··· Listed entries
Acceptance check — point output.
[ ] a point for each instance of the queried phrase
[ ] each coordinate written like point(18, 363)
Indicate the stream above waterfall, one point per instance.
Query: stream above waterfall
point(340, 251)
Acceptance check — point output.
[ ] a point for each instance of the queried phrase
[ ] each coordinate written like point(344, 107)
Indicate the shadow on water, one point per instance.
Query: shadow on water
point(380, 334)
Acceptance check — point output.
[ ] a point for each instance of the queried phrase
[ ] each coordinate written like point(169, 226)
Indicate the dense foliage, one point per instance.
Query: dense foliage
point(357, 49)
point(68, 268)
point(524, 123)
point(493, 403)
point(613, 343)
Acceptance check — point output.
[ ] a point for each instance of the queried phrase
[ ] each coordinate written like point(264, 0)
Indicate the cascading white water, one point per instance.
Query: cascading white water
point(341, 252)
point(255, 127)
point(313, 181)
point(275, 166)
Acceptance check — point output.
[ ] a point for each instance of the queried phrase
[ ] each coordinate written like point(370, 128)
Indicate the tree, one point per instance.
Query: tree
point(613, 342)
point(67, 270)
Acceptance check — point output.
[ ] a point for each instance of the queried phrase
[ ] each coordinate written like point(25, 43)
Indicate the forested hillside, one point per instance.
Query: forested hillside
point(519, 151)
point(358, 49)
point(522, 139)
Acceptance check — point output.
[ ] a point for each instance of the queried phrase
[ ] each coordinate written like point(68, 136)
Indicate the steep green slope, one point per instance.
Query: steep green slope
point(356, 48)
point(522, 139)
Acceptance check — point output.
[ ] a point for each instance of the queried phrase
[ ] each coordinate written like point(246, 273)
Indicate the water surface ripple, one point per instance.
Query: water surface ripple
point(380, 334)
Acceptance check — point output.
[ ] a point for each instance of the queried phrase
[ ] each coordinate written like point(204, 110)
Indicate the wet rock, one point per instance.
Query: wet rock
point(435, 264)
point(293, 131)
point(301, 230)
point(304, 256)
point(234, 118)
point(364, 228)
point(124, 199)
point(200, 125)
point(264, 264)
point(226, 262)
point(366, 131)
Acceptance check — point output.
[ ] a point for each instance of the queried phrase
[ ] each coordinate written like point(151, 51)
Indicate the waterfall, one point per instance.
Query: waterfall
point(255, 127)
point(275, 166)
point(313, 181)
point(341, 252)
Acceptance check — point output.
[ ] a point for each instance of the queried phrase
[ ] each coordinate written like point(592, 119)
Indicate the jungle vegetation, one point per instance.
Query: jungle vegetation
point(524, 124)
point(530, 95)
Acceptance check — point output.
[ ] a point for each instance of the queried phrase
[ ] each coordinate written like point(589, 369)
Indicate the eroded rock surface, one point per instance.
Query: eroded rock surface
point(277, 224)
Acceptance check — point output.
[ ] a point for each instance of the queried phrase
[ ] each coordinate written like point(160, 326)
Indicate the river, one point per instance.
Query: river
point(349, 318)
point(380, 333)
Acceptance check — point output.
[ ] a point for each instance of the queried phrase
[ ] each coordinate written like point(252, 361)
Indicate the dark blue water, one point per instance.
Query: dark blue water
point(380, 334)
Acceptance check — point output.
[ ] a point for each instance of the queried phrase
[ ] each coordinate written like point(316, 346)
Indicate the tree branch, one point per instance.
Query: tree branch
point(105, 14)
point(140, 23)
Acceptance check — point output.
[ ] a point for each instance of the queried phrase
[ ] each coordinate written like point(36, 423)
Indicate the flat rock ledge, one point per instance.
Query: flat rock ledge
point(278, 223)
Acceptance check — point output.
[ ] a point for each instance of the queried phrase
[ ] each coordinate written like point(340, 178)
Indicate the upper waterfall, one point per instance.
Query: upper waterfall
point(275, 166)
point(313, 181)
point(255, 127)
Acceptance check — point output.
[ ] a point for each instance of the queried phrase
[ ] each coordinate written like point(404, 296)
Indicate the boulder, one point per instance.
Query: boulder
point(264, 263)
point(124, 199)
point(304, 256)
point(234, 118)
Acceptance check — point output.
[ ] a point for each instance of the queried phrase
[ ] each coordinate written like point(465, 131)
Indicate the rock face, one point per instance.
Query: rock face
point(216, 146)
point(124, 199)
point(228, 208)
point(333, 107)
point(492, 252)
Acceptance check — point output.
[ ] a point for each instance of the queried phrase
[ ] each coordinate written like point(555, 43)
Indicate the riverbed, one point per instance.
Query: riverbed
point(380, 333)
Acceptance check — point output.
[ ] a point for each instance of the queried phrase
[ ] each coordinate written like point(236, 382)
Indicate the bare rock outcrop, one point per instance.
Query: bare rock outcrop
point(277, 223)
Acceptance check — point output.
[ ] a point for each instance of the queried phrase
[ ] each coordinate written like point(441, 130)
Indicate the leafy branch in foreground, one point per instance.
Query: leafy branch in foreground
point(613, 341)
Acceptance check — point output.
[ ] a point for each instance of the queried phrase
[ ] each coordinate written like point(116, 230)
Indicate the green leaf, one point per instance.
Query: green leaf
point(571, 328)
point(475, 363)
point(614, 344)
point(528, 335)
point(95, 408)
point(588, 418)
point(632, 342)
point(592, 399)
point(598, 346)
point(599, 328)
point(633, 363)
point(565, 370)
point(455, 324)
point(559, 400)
······
Please print every one of the lines above again, word for word, in the same order.

Acceptance check — point output.
[ ] a point for each instance of the queried phrase
[ ] each coordinate written like point(18, 363)
Indicate the stream above waterfall, one point per instance.
Query: stream above waterfall
point(340, 251)
Acceptance check — point output.
[ ] a point for each instance of the queried phrase
[ ] each coordinate written like point(344, 107)
Indicate the shadow on water, one point per instance.
Query: shadow on water
point(380, 334)
Acceptance check — point output.
[ ] a point for each instance of the queried phrase
[ ] each coordinate written like point(169, 226)
Indicate the dense foliage, one point per instance.
Query: dense foliage
point(357, 49)
point(68, 268)
point(524, 123)
point(493, 403)
point(613, 343)
Acceptance check — point output.
[ ] a point for each instance of the queried phrase
[ ] each coordinate written like point(264, 0)
Indicate the cascading white water, one point per instance.
Query: cascading white water
point(341, 252)
point(255, 127)
point(313, 181)
point(275, 166)
Acceptance check — point output.
[ ] a point for each instance of the queried phrase
[ ] each coordinate written like point(370, 128)
Indicate the tree, one point per instance.
Query: tree
point(613, 342)
point(67, 270)
Acceptance check — point output.
[ ] a point for each instance of the queried phrase
[ ] each coordinate written like point(25, 43)
Indicate the forested hillside, one point per instance.
Query: forested hillside
point(519, 151)
point(358, 49)
point(522, 139)
Acceptance check — point output.
[ ] a point for each instance of the queried phrase
[ ] each coordinate written like point(68, 136)
Indicate the steep green slope, one point per instance.
Query: steep green slope
point(356, 48)
point(522, 139)
Acceptance check — point output.
[ ] a point for each instance of the queried phrase
[ ] each coordinate written like point(246, 273)
Indicate the water surface ripple, one point per instance.
Query: water surface ripple
point(380, 334)
Acceptance check — point output.
[ ] a point for each instance of the queried phrase
[ ] each coordinate written like point(204, 110)
Indicate the wet rock, one point per instance.
Query: wet rock
point(435, 264)
point(293, 131)
point(301, 230)
point(304, 256)
point(234, 118)
point(364, 228)
point(124, 199)
point(200, 125)
point(264, 264)
point(226, 262)
point(366, 131)
Acceptance check — point output.
[ ] a point for each instance of the queried phrase
[ ] each coordinate written like point(151, 51)
Indicate the waterfall, one point per instance.
Query: waterfall
point(255, 127)
point(275, 166)
point(313, 181)
point(341, 252)
Acceptance check — point output.
[ ] a point for each instance of the queried phrase
[ ] each coordinate written like point(592, 119)
Indicate the jungle vegetation, one point per instance.
Query: jungle vegetation
point(524, 124)
point(530, 95)
Acceptance check — point output.
[ ] a point for each instance of the queried phrase
[ ] each coordinate written like point(589, 369)
Indicate the eroded rock surface, one point per instance.
Query: eroded rock surface
point(277, 224)
Acceptance check — point output.
[ ] a point for each instance of the queried phrase
[ ] each coordinate written like point(160, 326)
Indicate the river, one point per instance.
Query: river
point(349, 318)
point(380, 333)
Acceptance check — point output.
[ ] a point for each instance of the queried phrase
[ ] each coordinate written like point(252, 361)
Indicate the dark blue water, one point per instance.
Query: dark blue water
point(380, 334)
Acceptance check — point output.
[ ] a point for each instance of the queried phrase
[ ] each coordinate written like point(316, 346)
Indicate the tree branch, one point per instance.
Query: tree branch
point(105, 14)
point(140, 23)
Acceptance check — point output.
[ ] a point for each instance of the queried phrase
[ ] each coordinate written like point(36, 423)
Indicate the flat rock ledge, one point per instance.
Query: flat rock ledge
point(278, 223)
Acceptance check — point output.
[ ] a point for each instance of the queried phrase
[ ] each coordinate written like point(340, 178)
Indicate the upper waterfall, one point per instance.
Query: upper waterfall
point(275, 166)
point(313, 181)
point(255, 127)
Acceptance check — point output.
[ ] a point for each instance of the queried phrase
[ ] each coordinate written like point(404, 296)
Indicate the boulder, one point per instance.
Query: boulder
point(264, 263)
point(124, 199)
point(304, 256)
point(234, 118)
Acceptance check — point output.
[ ] a point for each instance of the queried phrase
[ ] each coordinate written like point(465, 131)
Indicate the rock face, one point per instance.
Query: rock face
point(216, 146)
point(124, 199)
point(228, 208)
point(333, 107)
point(492, 252)
Acceptance check — point output.
[ ] a point for each instance of the queried phrase
[ ] each coordinate written like point(555, 43)
Indicate the riverbed, one point per instance.
Query: riverbed
point(380, 333)
Acceptance check — point output.
[ ] a point for each instance of the queried phrase
[ ] each coordinate written like point(236, 382)
Indicate the bare rock outcrop, one point per instance.
Query: bare rock outcrop
point(277, 223)
Acceptance check — point output.
[ ] a point for each instance of the queried phrase
[ ] each coordinate written like point(441, 130)
Indicate the leafy branch in foreground, one point per instance.
Query: leafy branch in foreground
point(613, 341)
Acceptance check — point output.
[ ] a point for each instance of the queried phrase
[ ] each coordinate written like point(116, 230)
Indicate the green leaf, one point per instance.
Query: green leaf
point(571, 328)
point(475, 363)
point(614, 344)
point(528, 335)
point(95, 408)
point(588, 418)
point(632, 342)
point(592, 399)
point(598, 346)
point(599, 328)
point(633, 363)
point(565, 370)
point(455, 324)
point(559, 400)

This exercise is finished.